**TASK STATEMENT:** All the data should be repeated exactly. Any image in it is left out.

**Location labeling records:**
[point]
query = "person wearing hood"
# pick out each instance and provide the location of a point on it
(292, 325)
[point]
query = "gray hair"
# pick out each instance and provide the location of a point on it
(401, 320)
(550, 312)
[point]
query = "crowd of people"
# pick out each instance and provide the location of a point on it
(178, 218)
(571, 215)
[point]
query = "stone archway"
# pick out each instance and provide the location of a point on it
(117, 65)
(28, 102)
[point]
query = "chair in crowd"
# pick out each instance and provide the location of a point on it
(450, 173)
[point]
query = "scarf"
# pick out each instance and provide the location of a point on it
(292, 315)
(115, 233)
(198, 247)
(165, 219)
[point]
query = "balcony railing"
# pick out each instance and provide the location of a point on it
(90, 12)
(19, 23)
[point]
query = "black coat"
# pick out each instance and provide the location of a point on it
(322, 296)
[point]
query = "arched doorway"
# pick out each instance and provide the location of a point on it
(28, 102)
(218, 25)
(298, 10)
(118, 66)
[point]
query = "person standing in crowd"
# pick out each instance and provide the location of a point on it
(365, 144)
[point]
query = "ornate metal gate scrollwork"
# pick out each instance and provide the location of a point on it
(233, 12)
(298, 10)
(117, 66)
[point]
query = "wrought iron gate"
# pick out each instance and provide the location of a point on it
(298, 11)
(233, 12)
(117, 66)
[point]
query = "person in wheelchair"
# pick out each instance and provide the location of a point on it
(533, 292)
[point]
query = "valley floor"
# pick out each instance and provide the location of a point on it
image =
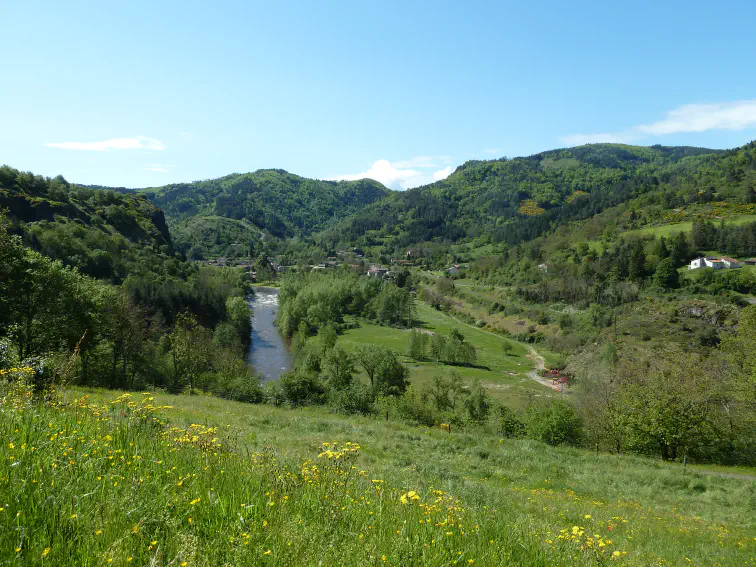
(507, 376)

**TASK OUTPUT:**
[point]
query = "person wearing hood"
# pick out each instance and provide the location of a point on it
(292, 325)
[point]
query = "gray hair"
# pick out each instance and provide the location of a point on it
(401, 320)
(550, 312)
[point]
query = "crowd of people"
# pick out each instance and provide the location of a point on it
(178, 218)
(571, 215)
[point]
query = "stone archway"
# pick out each instance and provide the location of a point on it
(117, 65)
(28, 102)
[point]
query = "chair in crowd"
# pick out each instance and provide the location of a point on it
(450, 173)
[point]
query = "scarf"
# pick out each instance and provide the location of a point on it
(292, 315)
(115, 233)
(198, 247)
(165, 219)
[point]
query = "balcony railing"
# pick out each instance and provide the location of a point on it
(90, 12)
(19, 23)
[point]
query = "black coat"
# pick out each instance and provide the location of a point on it
(322, 296)
[point]
query = "arched doorway"
# pick out each instance and provide the location of a point on it
(28, 102)
(218, 25)
(298, 10)
(118, 66)
[point]
query = "person standing in crowd"
# pick out each instance and provide the location of a point on it
(365, 144)
[point]
query = "ornate metal gate scrollwork"
# pick out each instance and provide the location of a point on it
(233, 12)
(298, 10)
(117, 66)
[point]
query = "wrought iron gate"
# pick out each instance and provide the location of a point on it
(298, 11)
(233, 12)
(117, 66)
[point]
query = "person in wheelchair"
# pick out each instance and provide the location of a point on it
(533, 292)
[point]
query = "valley floor"
# pick out each instance and provide the location of a point on it
image =
(507, 376)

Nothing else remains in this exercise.